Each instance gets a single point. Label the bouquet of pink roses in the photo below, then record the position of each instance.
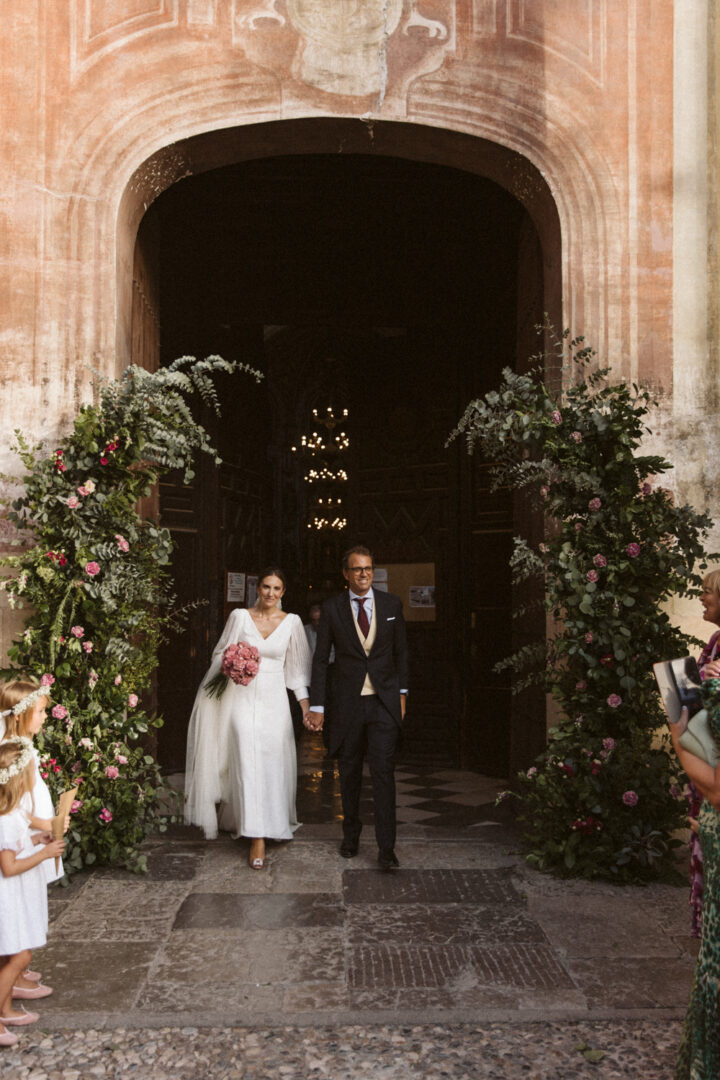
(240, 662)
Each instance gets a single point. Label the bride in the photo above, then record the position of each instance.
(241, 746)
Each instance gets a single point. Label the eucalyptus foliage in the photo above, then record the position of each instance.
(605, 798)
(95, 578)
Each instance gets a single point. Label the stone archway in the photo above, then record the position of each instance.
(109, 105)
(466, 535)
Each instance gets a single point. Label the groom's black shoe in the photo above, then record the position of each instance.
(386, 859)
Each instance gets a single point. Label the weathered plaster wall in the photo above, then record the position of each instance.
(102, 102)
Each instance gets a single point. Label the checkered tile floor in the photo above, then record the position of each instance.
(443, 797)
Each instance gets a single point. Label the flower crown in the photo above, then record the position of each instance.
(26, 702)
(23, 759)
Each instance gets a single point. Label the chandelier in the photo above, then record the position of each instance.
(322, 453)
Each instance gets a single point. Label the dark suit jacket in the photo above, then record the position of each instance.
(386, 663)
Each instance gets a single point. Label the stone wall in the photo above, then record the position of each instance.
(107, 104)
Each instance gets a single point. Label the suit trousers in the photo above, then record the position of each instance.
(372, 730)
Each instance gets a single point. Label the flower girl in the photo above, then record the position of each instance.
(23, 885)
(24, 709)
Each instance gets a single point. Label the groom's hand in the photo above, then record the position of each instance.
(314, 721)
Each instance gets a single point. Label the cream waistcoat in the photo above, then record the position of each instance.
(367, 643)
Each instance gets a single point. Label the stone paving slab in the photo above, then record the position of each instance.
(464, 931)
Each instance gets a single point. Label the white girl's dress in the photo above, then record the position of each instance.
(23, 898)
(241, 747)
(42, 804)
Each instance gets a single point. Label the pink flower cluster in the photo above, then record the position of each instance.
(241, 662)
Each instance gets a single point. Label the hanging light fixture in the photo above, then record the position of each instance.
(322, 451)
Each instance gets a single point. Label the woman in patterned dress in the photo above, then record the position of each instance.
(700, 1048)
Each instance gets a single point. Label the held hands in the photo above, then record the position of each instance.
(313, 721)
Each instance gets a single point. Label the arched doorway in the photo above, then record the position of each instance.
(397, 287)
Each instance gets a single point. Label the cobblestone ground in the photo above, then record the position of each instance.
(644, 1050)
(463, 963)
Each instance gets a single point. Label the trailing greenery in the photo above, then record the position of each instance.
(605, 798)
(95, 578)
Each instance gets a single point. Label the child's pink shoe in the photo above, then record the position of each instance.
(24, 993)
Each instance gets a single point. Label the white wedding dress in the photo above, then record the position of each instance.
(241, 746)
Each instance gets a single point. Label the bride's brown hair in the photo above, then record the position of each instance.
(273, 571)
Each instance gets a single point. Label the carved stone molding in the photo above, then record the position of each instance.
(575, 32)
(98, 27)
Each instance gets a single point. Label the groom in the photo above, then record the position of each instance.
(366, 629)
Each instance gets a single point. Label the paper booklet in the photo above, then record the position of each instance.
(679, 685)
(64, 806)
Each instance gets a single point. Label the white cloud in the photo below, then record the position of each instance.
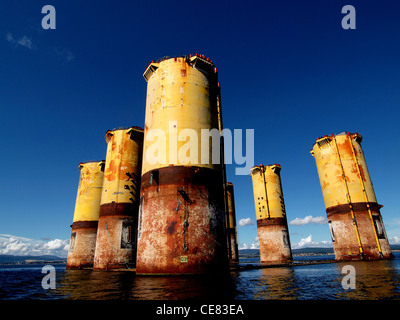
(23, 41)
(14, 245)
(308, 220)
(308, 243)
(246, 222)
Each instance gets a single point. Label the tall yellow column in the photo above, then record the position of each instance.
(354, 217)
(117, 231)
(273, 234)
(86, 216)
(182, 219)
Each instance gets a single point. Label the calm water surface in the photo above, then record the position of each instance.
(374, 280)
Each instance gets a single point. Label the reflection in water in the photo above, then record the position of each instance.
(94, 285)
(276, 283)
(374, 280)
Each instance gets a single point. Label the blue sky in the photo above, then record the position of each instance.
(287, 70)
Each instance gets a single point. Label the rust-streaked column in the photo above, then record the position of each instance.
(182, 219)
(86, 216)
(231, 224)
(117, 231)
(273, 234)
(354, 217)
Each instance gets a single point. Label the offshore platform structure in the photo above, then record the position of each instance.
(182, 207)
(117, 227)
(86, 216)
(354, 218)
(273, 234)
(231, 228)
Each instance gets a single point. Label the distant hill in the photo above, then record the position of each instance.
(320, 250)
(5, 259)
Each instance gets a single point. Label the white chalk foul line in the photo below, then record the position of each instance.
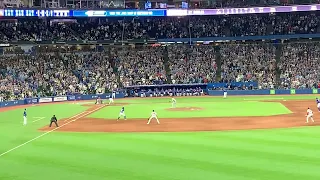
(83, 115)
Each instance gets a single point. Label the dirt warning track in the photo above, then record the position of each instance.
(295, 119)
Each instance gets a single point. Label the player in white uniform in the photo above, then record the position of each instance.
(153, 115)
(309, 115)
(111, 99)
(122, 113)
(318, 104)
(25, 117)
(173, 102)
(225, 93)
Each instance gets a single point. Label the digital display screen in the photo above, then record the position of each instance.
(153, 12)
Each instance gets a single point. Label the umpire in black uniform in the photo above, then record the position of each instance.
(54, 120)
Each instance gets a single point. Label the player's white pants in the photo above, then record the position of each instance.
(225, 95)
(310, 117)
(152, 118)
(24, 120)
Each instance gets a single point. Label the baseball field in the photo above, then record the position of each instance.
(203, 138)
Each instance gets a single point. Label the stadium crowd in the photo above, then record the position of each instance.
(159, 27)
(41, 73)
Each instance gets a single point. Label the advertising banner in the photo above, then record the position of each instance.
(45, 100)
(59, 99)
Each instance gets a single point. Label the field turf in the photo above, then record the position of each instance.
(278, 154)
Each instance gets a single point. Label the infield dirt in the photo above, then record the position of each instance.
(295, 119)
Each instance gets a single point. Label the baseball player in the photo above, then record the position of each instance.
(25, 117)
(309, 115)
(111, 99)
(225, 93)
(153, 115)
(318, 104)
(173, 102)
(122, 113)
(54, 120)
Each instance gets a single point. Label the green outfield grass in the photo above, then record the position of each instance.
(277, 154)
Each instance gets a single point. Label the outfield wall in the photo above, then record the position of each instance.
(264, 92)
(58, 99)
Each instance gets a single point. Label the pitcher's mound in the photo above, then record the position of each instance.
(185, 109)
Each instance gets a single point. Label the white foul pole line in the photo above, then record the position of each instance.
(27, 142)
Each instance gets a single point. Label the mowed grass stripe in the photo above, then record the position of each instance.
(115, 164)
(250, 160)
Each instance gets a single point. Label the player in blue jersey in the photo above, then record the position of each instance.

--------------------

_Task details_
The answer must be the full set of records, repeated exactly, with no pictures.

_Reply to the exercise_
Each instance gets a single point. Label the bouquet of pink roses in the photo below, then record the position of each instance.
(240, 662)
Each instance gets a single point. Label the bride in the photo above, then record the position of each instance.
(241, 746)
Each instance gets a single point. Label the eucalyptus foliage in the photo above, then record the position of each instance.
(605, 798)
(95, 578)
Each instance gets a single point. Label the stone archway in the photo above, then record the position of each instance.
(109, 105)
(466, 535)
Each instance gets a single point. Label the groom's black shoe in the photo above, then record the position of each instance.
(386, 859)
Each instance gets a single point. Label the weathered plaster wall in the photo above, then record the position of each instance.
(102, 102)
Each instance gets a single point. Label the checkered tile floor in the photo above, then record the position of each instance.
(443, 797)
Each instance gets a single point. Label the flower crown in the photo above, then record the position of each instance.
(26, 702)
(23, 759)
Each instance gets a single point. Label the chandelier in the photo above, then record the position of each instance.
(322, 453)
Each instance gets a single point. Label the dark suit jacket in the photo above, then record the position of each instance.
(386, 663)
Each instance gets a single point. Label the stone wall in the photo above, then record the position of each instance.
(107, 104)
Each instance gets a single point. Label the suit trousers in the photo above, then record the position of each instance.
(372, 730)
Each instance gets a single point. Label the flower girl in the photo above, then record the position of each instance.
(23, 885)
(24, 709)
Each instance gets a single point. Label the groom's hand in the photo above, then record the position of each instance.
(314, 721)
Each instance gets a single point. Label the cream waistcoat in the photo above, then record the position of each instance.
(367, 643)
Each instance gets a single point. Label the stone paving slab in the photo above, then record the position of each instance.
(464, 931)
Each instance gets a single point. Label the white girl's dress in the photo above, then record the position of each instance.
(23, 898)
(241, 747)
(42, 804)
Each instance gets a single point. Label the pink flower cluster in the photo above, then record the position of each instance.
(241, 662)
Each instance gets a single point. Label the hanging light fixture in the photo above, then record the position of each instance.
(322, 451)
Each instance gets a single point. Label the woman in patterned dress in the photo above, then record the position of each instance.
(700, 1048)
Each instance gets a single point. Label the held hands in the photo above, then record the position of each instance.
(313, 721)
Each instance gets a single point. Label the arched doorway in the photo above, then record the position of each instance.
(397, 287)
Each instance gets a single point. Label the cobblestone ground in the photo above, then record the position of each instance.
(644, 1050)
(463, 963)
Each instance gets a single point. Label the trailing greenery in the photo above, then record the position of each instance.
(605, 798)
(95, 578)
Each instance gets a single point. Label the child's pink shoe in the photo above, then record the position of each instance.
(24, 993)
Each instance gets a single point. Label the white wedding dress in the photo above, then record the position of each instance.
(241, 746)
Each instance gets a single point. Label the bride's brown hair in the photo above, then record the position of each instance.
(273, 571)
Each instance gets a single point. Label the carved stone molding in the photo above, then record the position of each instance.
(575, 32)
(98, 27)
Each instance gets a single point. Label the groom in the photo above, then record the position of each instance.
(366, 629)
Each instance gets a single point. Label the paper booklet in the photo above, then record the position of each instance.
(679, 685)
(64, 806)
Each instance gets a single point. Label the white cloud in the photo below, then record the position of each instance.
(23, 41)
(14, 245)
(308, 220)
(308, 243)
(246, 222)
Each instance gets a single point. Label the tall yellow column in the photo above, then record the position of each instance.
(354, 217)
(117, 231)
(273, 234)
(86, 216)
(182, 219)
Each instance gets a single point. Label the calm water surface in the photo above, then record the position of each instance.
(374, 280)
Each instance gets a single point. Label the reflection in water in the photo above, then record the position of each instance.
(94, 285)
(276, 283)
(374, 280)
Each instance gets a single point. Label the blue sky in the photo above, then record the position of each instance.
(287, 70)
Each instance gets a single point. Label the rust-streaked column in the photo above, then record the position of each instance.
(182, 219)
(86, 216)
(231, 224)
(117, 231)
(273, 234)
(354, 217)
Each instance gets a single point. Label the offshore platform structure in the photo above, then record the position of each instance.
(182, 207)
(117, 227)
(86, 216)
(354, 218)
(273, 234)
(231, 228)
Each instance gets a single point. Label the distant hill in the photo above, then record the position of each instance.
(320, 250)
(5, 259)
Each instance gets a single point. Label the white chalk foul line in the photo below, then record the position of each instance.
(83, 115)
Each instance gets a single point. Label the dirt warning track in the photo above, then record the position of each instance.
(295, 119)
Each instance gets a single point. Label the player in white uniform in the photo above, then record the position of each instance.
(153, 115)
(309, 115)
(111, 99)
(122, 113)
(318, 104)
(25, 117)
(173, 102)
(225, 93)
Each instance gets a single point. Label the digital display screen in the photo above, then record the position of each instance.
(153, 12)
Each instance gets a single point. Label the umpire in black uniform in the photo above, then record the position of each instance.
(54, 120)
Each instance gets a single point. Label the player's white pants in the photo above, then record the position of each instance.
(225, 95)
(310, 117)
(152, 118)
(24, 120)
Each instance gets a single point. Label the baseball field in the photo above, then record the position of each instance.
(203, 138)
Each instance gets a single point. Label the stadium crowd in the photo above, then record the position of each instance.
(159, 27)
(41, 73)
Each instance gets a single point. Label the advertising banner in the photo above, then record the position of each instance.
(45, 100)
(59, 99)
Each instance gets a single point. Label the field turf in the photo above, then record the position of each instance.
(278, 154)
Each instance gets a single point. Label the infield dirt in the photo above, then record the position of each instance.
(295, 119)
Each instance gets a single point. Label the baseball player in the photo above, then record the position of each instance.
(25, 117)
(309, 115)
(111, 99)
(225, 93)
(153, 115)
(318, 104)
(173, 102)
(122, 113)
(54, 120)
Each instance gets a single point. Label the green outfield grass in the photo above, then record the position of each instance.
(277, 154)
Each instance gets a single point. Label the outfield wall in the photo above, then record the position of each instance.
(264, 92)
(58, 99)
Each instance gets a single point. Label the pitcher's mound in the photo above, then record the position of each instance.
(185, 109)
Each instance gets a single point. Label the white foul pole line in the photo above, then record the position of each instance.
(27, 142)
Each instance gets a single point. Label the mowed grass stripe in the photo above, then record the position of each instance.
(115, 164)
(250, 160)
Each instance gets a single point. Label the player in blue jersey in the photo above, then record the position of each instance.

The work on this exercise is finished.